**YOUR TASK:**
Write the next part of the forum thread about vacationing in the Azores, starting right after its last line.

**DOCUMENT PASSAGE:**
···

# Azores



## falmouth3 (Jun 16, 2010)

One of my husband's co-workers came back from her vacation in the Azores, saying that was one of her best vacations ever.  Now DH wants to know if we can get a timeshare in the Azores as an exchange.  So these are my questions:

1.  Are there TS in the Azores?
2.  I usually use SFX - anyone had any experience exchanging for the Azores with them?
3.  Lastly, DH is a "what do you want to do now" kind of vacationer.  I'm thinking that staying at a TS will not be the best way to experience this area since he has to be doing something every minute and sitting on a beach is not doing something.   

So, looking for opinions and advice.

Thanks,
Sue


----------



## thheath (Jun 16, 2010)

I'm not sure of TS availability but I remember that VRBO had rentals there.

http://www.vrbo.com/vacation-rentals/europe/portugal/azores


----------



## nerodog (Jun 20, 2010)

···

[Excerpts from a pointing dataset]
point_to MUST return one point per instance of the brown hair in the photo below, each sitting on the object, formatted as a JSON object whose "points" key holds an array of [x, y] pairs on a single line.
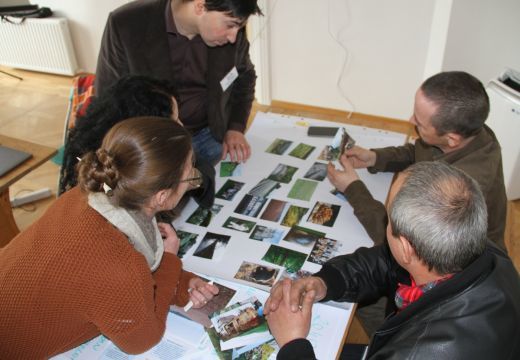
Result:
{"points": [[138, 158]]}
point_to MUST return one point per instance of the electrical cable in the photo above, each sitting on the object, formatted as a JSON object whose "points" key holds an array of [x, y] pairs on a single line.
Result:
{"points": [[346, 60]]}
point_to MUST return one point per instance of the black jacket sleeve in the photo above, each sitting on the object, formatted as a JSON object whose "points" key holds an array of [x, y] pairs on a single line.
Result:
{"points": [[112, 61], [298, 349], [361, 277], [205, 194]]}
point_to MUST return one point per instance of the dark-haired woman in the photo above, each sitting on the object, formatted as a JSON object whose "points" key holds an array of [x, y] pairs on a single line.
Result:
{"points": [[131, 96], [96, 261]]}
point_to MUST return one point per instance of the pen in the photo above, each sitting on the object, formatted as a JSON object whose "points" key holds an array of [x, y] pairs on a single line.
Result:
{"points": [[189, 305]]}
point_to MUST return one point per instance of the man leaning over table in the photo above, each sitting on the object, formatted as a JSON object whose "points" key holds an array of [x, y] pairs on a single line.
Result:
{"points": [[449, 113], [200, 46], [456, 294]]}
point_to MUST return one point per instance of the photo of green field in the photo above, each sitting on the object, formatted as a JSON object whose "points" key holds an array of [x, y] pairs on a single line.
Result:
{"points": [[302, 151], [294, 215]]}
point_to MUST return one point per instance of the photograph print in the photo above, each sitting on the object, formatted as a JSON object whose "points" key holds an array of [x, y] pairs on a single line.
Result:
{"points": [[283, 173], [329, 153], [264, 188], [318, 172], [274, 210], [187, 240], [302, 189], [257, 274], [266, 234], [278, 146], [250, 205], [324, 214], [239, 319], [302, 151], [303, 236], [292, 260], [294, 215], [228, 168], [237, 224], [202, 217], [212, 246], [324, 249], [229, 190]]}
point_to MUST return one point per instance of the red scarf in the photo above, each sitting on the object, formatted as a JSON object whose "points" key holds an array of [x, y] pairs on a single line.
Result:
{"points": [[407, 294]]}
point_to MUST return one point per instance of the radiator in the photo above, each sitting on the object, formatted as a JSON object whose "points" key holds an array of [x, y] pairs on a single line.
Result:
{"points": [[38, 44]]}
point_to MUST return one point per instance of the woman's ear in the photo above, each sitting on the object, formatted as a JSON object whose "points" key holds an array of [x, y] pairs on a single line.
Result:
{"points": [[159, 199]]}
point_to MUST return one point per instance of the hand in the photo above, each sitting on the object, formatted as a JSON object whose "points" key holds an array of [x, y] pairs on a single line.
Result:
{"points": [[341, 179], [287, 325], [171, 241], [236, 145], [201, 292], [360, 157], [299, 288]]}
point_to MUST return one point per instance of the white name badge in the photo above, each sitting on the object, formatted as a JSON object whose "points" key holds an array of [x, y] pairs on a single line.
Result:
{"points": [[229, 78]]}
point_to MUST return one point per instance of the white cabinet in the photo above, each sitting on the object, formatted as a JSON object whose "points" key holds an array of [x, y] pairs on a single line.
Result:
{"points": [[504, 120]]}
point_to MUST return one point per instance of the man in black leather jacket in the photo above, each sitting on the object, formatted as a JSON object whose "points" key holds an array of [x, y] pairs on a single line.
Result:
{"points": [[458, 295]]}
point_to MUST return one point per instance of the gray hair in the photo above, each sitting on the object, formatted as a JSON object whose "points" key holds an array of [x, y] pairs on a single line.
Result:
{"points": [[441, 211]]}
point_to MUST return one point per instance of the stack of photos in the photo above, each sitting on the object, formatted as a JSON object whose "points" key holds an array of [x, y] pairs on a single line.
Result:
{"points": [[240, 324], [278, 146], [212, 246], [202, 217], [274, 210], [257, 274], [324, 214], [323, 250]]}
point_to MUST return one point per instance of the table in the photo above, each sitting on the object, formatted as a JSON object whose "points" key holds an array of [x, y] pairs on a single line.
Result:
{"points": [[40, 154], [330, 321]]}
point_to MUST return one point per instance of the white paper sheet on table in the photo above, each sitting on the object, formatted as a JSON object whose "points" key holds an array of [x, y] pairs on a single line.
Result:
{"points": [[185, 339], [264, 130]]}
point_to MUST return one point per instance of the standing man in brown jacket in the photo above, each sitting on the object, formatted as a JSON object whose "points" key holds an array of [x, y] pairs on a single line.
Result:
{"points": [[200, 46], [449, 114]]}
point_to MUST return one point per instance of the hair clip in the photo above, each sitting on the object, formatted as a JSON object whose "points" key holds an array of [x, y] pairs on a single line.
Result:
{"points": [[107, 189]]}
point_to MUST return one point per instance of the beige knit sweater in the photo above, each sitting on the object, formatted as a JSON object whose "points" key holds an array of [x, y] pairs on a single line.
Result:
{"points": [[72, 276]]}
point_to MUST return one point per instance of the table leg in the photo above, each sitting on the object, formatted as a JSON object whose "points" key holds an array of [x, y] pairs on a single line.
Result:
{"points": [[8, 227]]}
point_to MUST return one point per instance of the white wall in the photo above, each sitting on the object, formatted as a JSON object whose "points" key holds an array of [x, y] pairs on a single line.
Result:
{"points": [[86, 20], [387, 43], [483, 37]]}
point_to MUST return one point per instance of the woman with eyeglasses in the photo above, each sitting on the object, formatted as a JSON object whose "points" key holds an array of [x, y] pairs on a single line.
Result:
{"points": [[97, 262], [131, 96]]}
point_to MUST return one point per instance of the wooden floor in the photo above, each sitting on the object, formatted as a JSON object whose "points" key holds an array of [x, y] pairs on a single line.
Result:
{"points": [[34, 109]]}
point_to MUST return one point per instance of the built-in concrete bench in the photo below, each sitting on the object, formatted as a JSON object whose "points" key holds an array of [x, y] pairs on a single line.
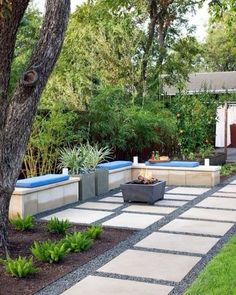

···

**FINAL ANSWER:**
*pousadas at azores*

I have fallen in love with Portugal... friends tell me the Azores are great... I had stayed in  a few pousadas,  with bed and breakfast... check out the official pousada page and see if this is something of interest for you... we loved them as some are old forts, monasteries, castles, palaces etc... a great base and rent a car to see the islands   !!!!  Dont know of any ts.


----------



## falmouth3 (Jun 20, 2010)

Thanks for your suggestions.  Now DH says he isn't interested in going - he was just asking me if I knew anything about the place.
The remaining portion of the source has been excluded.